■ **WHAT NEEDS TO BE DONE**:
Locate every line in the rows below that contains the string "jersey", and copy each such line. Matching is case-sensitive.

▬▬▬▬▬▬▬▬▬▬

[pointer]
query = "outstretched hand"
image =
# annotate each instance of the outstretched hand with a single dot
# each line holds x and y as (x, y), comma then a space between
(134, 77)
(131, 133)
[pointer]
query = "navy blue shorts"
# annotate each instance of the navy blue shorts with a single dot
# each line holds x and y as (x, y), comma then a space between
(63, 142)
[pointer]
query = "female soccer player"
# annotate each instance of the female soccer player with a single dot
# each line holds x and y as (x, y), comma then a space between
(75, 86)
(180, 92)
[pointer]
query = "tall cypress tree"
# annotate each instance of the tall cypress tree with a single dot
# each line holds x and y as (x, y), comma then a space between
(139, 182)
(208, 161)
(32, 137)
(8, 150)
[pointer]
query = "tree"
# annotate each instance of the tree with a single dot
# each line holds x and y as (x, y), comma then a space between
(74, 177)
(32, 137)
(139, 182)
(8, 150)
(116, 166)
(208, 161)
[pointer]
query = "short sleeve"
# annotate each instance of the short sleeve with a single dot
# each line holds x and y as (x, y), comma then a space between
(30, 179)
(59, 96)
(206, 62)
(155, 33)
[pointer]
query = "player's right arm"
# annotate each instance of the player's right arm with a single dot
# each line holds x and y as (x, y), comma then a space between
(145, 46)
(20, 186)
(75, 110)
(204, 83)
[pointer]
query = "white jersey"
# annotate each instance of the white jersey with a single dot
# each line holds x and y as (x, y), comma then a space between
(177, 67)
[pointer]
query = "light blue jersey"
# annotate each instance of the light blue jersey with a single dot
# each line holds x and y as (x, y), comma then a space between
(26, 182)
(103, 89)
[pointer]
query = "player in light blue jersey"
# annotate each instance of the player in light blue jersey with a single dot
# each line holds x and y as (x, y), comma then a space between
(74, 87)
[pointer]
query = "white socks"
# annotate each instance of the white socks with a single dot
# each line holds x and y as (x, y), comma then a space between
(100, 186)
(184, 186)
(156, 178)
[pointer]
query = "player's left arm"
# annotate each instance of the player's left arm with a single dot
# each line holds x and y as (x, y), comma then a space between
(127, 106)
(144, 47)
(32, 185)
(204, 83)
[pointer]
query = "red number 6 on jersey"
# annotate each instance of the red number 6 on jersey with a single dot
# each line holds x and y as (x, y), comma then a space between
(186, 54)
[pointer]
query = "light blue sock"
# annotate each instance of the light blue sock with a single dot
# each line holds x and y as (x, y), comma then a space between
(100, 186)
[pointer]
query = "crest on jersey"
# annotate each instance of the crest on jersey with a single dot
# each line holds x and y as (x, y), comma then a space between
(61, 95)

▬▬▬▬▬▬▬▬▬▬

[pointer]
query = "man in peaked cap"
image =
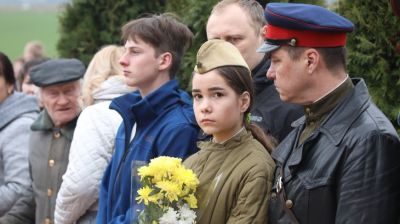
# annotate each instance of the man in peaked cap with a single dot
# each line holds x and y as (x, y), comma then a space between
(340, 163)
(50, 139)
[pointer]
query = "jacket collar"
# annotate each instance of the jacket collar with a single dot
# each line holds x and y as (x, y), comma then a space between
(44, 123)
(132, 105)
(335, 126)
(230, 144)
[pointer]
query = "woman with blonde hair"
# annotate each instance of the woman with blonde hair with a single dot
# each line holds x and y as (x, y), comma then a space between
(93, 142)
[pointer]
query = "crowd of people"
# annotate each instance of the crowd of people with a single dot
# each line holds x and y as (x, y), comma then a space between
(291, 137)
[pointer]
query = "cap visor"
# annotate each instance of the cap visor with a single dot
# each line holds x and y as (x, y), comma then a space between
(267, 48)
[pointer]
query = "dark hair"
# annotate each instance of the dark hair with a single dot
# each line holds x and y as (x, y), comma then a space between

▬▬▬▬▬▬▬▬▬▬

■ **SOLUTION TO THE PROBLEM**:
query = "white jersey"
# annotate each instance of the white jersey with a single dot
query = "light blue jersey"
# annotate each instance of the light blue jersey with a single dot
query = "player in light blue jersey"
# annotate each instance of the player in light blue jersey with a single dot
query = "red number 6 on jersey"
# annotate each instance of the red number 6 on jersey with a single dot
query = "crest on jersey"
# annotate each instance of the crest on jersey with a single dot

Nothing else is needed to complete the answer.